- _PROBLEM DETAILS_:
Print, word for word, the lines that begin with the one containing "Autonomous forklift vision pipeline — detect the blue plastic" and end with the one containing "379,42,402,63", with both of those lines included.

- _INFORMATION GIVEN_:
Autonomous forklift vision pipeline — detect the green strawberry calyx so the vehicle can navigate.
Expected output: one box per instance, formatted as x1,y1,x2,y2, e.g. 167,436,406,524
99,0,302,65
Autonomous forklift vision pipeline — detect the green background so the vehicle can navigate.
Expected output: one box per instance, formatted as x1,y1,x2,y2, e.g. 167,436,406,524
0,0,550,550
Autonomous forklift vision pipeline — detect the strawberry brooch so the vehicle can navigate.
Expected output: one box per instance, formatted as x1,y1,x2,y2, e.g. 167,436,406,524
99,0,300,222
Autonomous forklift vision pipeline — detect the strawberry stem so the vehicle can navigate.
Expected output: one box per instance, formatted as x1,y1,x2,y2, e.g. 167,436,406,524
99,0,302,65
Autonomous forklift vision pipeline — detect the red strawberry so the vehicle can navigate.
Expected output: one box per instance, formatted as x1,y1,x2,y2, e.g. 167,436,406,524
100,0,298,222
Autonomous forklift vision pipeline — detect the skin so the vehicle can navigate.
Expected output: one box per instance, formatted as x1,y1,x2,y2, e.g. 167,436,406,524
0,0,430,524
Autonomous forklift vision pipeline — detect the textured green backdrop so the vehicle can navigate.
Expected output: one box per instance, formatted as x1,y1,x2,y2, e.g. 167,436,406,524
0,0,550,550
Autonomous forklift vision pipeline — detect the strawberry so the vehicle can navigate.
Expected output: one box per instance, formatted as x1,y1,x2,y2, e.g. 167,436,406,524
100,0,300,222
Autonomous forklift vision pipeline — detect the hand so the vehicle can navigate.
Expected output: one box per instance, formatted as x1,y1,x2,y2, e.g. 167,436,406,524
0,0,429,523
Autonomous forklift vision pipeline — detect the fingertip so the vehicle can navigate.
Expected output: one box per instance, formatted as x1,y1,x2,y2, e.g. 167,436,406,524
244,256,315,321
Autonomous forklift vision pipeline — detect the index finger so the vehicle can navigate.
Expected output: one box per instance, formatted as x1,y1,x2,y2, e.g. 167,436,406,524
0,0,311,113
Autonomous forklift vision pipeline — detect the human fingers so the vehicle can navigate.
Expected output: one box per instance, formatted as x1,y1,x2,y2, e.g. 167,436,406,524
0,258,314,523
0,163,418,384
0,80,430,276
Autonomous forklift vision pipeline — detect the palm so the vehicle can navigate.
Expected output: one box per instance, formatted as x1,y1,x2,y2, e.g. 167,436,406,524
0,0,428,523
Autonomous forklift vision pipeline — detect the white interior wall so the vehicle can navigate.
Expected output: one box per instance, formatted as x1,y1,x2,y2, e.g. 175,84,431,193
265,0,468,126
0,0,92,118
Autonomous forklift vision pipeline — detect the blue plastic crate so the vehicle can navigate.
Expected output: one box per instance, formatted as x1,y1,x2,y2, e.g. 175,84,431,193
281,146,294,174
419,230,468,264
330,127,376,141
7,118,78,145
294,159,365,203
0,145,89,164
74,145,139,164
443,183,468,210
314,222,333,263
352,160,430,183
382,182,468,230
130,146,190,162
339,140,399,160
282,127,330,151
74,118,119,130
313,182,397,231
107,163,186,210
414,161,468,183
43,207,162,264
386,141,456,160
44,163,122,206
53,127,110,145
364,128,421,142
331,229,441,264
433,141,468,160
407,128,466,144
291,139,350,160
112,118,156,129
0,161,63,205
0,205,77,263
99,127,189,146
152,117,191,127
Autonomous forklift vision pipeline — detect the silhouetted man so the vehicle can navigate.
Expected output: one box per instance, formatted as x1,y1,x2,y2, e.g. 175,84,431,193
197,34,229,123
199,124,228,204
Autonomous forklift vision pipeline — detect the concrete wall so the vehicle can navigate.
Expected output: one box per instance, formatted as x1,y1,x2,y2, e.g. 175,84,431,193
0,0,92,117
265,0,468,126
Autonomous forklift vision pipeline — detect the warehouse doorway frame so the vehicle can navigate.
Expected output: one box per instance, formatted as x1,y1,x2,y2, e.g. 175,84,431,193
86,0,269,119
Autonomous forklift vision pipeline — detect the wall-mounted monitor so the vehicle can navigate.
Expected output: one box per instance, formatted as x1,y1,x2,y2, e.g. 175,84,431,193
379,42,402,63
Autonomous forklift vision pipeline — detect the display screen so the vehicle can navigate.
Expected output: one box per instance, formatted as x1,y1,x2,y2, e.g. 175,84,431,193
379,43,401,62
* * *
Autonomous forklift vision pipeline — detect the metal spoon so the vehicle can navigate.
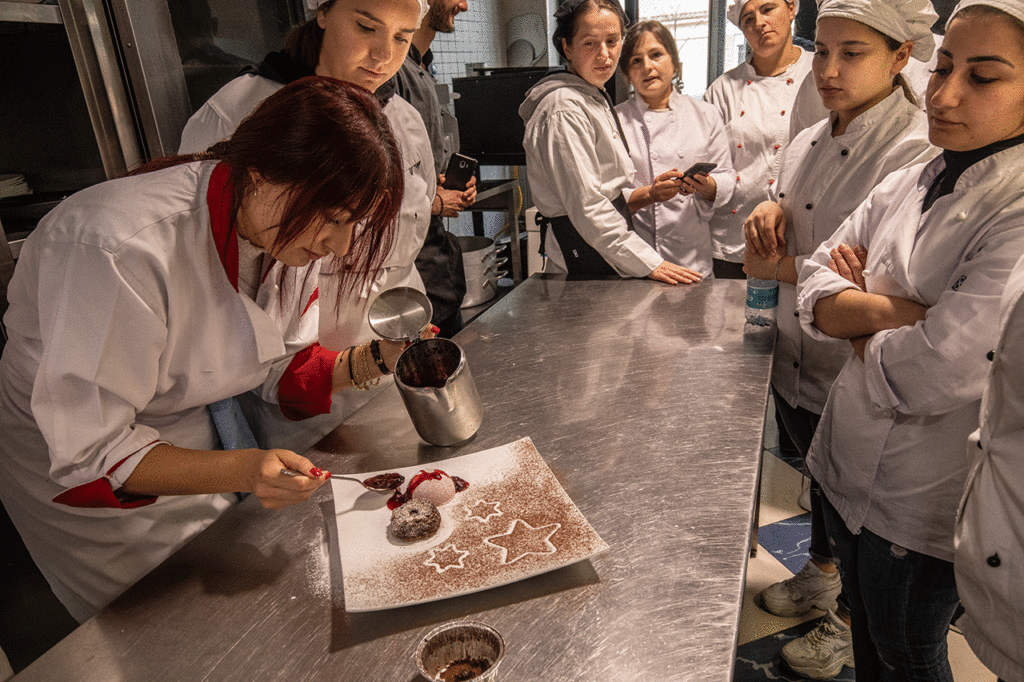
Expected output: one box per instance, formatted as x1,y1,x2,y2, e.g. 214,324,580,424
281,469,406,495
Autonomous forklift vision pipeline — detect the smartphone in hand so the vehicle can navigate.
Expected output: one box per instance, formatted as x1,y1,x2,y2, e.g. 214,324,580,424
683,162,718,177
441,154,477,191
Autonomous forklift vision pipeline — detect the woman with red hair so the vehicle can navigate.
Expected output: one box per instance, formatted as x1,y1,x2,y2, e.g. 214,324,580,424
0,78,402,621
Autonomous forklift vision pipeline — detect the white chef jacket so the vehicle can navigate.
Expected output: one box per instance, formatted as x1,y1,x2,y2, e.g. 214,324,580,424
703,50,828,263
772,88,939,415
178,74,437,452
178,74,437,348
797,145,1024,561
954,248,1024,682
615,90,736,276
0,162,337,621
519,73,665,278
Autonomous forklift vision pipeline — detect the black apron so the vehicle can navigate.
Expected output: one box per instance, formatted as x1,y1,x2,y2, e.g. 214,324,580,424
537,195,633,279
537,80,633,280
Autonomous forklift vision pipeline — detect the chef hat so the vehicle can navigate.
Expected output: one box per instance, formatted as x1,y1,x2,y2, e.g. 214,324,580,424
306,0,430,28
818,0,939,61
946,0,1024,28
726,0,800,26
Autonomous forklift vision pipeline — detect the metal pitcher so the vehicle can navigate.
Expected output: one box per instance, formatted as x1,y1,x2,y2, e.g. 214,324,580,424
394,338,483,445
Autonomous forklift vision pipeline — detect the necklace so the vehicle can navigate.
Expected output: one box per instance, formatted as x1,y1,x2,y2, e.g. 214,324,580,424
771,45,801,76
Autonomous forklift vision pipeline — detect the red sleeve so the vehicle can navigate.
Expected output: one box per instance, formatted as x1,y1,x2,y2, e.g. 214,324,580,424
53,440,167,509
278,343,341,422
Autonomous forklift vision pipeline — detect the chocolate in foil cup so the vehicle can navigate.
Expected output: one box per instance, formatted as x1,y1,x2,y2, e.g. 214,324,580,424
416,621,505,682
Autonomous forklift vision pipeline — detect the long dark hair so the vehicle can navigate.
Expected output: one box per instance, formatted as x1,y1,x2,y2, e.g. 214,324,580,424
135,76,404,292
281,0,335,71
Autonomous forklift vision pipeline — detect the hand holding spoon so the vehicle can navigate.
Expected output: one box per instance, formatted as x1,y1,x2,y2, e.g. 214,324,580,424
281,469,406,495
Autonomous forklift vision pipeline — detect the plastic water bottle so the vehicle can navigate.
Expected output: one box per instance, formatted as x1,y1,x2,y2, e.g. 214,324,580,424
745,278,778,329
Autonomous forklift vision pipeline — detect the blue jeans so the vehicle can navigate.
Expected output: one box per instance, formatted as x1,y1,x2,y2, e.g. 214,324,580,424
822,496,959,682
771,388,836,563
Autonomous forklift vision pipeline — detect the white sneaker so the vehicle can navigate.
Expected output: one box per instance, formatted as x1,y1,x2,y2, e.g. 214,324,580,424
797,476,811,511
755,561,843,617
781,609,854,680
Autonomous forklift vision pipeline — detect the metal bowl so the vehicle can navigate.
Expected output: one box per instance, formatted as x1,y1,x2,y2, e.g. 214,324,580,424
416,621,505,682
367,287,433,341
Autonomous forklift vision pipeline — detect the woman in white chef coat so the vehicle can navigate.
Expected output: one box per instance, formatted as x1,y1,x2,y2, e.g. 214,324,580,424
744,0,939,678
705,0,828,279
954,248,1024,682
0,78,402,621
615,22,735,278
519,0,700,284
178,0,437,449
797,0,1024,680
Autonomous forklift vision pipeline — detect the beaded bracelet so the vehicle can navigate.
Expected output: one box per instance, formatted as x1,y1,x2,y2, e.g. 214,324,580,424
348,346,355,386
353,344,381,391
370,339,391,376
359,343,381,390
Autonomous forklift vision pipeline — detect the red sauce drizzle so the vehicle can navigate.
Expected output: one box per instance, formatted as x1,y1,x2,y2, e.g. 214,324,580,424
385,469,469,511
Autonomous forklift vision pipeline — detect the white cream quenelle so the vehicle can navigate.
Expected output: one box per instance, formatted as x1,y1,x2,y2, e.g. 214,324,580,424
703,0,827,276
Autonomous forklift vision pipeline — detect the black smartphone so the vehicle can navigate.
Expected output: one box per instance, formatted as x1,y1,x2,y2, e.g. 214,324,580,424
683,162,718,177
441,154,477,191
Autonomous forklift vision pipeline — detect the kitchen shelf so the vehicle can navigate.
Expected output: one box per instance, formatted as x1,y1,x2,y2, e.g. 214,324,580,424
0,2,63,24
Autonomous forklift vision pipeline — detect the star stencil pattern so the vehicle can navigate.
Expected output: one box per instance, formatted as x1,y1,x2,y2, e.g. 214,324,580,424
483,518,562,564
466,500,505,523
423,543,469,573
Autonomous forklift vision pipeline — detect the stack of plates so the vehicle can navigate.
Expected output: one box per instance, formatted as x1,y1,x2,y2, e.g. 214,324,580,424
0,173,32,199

- _TASK OUTPUT_:
Autonomous forklift vision pipeline — detect the blue plastic crate so the vehicle can navigate.
Expected output: one box per instance, formatted as x1,y1,x2,y2, e.g. 175,84,431,193
281,146,294,174
419,230,468,264
330,127,376,141
7,118,78,145
294,159,365,203
0,145,89,164
74,145,139,164
443,183,468,210
314,222,333,263
352,160,430,183
382,182,468,230
130,146,190,162
339,140,399,160
282,127,330,151
74,118,119,130
313,182,397,231
107,163,186,210
414,161,468,183
43,207,162,264
386,141,456,160
44,163,122,206
53,127,110,145
364,128,421,142
331,229,441,264
433,141,468,160
407,128,466,144
291,139,350,160
112,118,156,129
0,161,63,205
0,205,77,263
99,127,189,146
152,117,191,127
Autonomous forklift vision pipeline — detect the silhouetted man so the vehicle can navigate.
Expected output: one box per instance, formatted as x1,y1,x2,y2, e.g. 175,84,431,193
197,34,229,123
199,124,228,204
Autonomous forklift vision pipeline — detect the concrete wall so the vehicle can navigate.
Expected output: one box per instance, formatted as x1,y1,x2,y2, e.g. 175,84,431,193
0,0,92,117
265,0,468,126
Autonomous forklift vision pipeline — detect the warehouse doorway frame so the vehicle can navigate.
Expected output: one box per instance, formatted as x1,y1,x2,y2, e.g. 175,84,431,193
86,0,269,119
Autonomous forklift vision pipeline — detect the wall-mounted monitor so the vehicle can navigate.
Expected output: one box per instance, formatted as x1,y1,x2,y2, e.g. 175,84,431,193
379,42,402,63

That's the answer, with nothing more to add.